## EXTRAIT DU TEXTE

#####

En 1841, comme le veut au moins la légende sinon l'Histoire littéraire, naît un genre totalement nouveau. Les lecteurs découvrent avec effroi, horreur et surprise, sous plume d'Edgar Allan Poe une nouvelle extraordinaire qui sera surtout la première nouvelle policière de la littérature. Viendront Dickens et Collins qui entérineront le fait: le roman policier est né!


Et quelle naissance!
Poe, avec un génie inouï, crée le genre, ses codes et les casse dans le même temps, offrant une résolution incroyable et inoubliable:


L'assassin est quand même un singe!


Une nouvelle source


Nombreux seront les écrits et films policiers à s'inspirer de cette nouvelle originelle, de Rouletabille à Monk. Et bien avant eux, le célèbre limier de Baker Street, j'ai nommé Sherlock Scott Holmes.


Comme chacun sait, les deux premières aventures du détective sont Une Etude en rouge et Le Signe des quatre.
Comme certains le savent, parmi qui me lit avec ferveur, Sherlock Holmes s'inspire souvent d'autres nouvelles et romans pour s'écrire (cf. L'Etrange cas de l'Homme à la lèvre tordue: http://jocanaan.blogspot.fr/2012/06/letrange-cas-de-lhomme-la-levre-tordue.html ou http://www.senscritique.com/livre/L_homme_a_la_levre_tordue/critique/99066813).
Comme peu le savent, Une Etude en rouge et Le Signe des quatre doivent beaucoup au Double assassinat dans la rue Morgue.


Double assassinat dans l'Etude en rouge


Dans son Double assassinat dans la rue Morgue, Poe fait se rencontrer son narrateur, qu'on identifie souvent comme Edgar Poe lui-même, et l'étrange et maniaque Dupin: "Je résidai à Paris (...) et j'y fis la connaissance d'un certain C. Auguste Dupin". Les deux personnages font connaissance dans un lieu qu'ils ont en commun: "Notre première connaissance se fit dans un obscur cabinet de la rue Montmartre" où ils se découvrent une quête commune: "nous étions tous les deux à la recherche d'un livre, fort remarquable et fort rare" et décident de vivre ensemble: "Nous décidâmes enfin que nous vivrions ensemble tout le temps de mon séjour dans cette ville" dans une "maisonnette, antique et bizarre (...) située dans une partie reculée du faubourg Saint-Germain" dont l'adresse reste anonymée en fin de nouvelle: "rue...,n°...,faubourg Saint-Germain, au troisième".
Le narrateur note que son "ami avait une bizarrerie d'humeur", il est noctambule, et reste surpris devant ses connaissances et sa méthode de penser: "je ne pouvais m'empêcher de remarquer et d'admirer (...) une aptitude analytique particulière chez Dupin. (...) Il me disait à moi, avec un petit rire épanoui, que bien des hommes avaient pour lui une fenêtre ouverte à l'endroit de leur coeur, et d'habitude il accompagnait une pareille assertion de preuves immédiates et des plus surprenantes, tirées d'une connaissance profonde de ma propre personne.(...) Je l'observais dans ses allures, et je rêvais à la vieille philosophie de l'âme double*. - Je m'amusais à l'idée d'un Dupin double, - un Dupin créateur et un Dupin analyste*".

#####

## DONNÉES FOURNIES
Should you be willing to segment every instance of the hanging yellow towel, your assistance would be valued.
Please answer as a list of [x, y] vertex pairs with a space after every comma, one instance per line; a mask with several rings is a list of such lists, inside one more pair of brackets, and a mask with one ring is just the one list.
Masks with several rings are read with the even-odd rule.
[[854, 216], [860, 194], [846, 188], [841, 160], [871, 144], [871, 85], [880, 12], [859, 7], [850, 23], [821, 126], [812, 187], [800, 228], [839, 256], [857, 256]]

#####

## BUT DU TRAVAIL
Recopiez tel quel un morceau de l'extrait sur Poe et Sherlock Holmes. Commencez aux mots qui contiennent « Comme certains le » et arrêtez-vous après « la rue Morgue. ».

## RÉSULTAT OBTENU
Comme certains le savent, parmi qui me lit avec ferveur, Sherlock Holmes s'inspire souvent d'autres nouvelles et romans pour s'écrire (cf. L'Etrange cas de l'Homme à la lèvre tordue: http://jocanaan.blogspot.fr/2012/06/letrange-cas-de-lhomme-la-levre-tordue.html ou http://www.senscritique.com/livre/L_homme_a_la_levre_tordue/critique/99066813).
Comme peu le savent, Une Etude en rouge et Le Signe des quatre doivent beaucoup au Double assassinat dans la rue Morgue.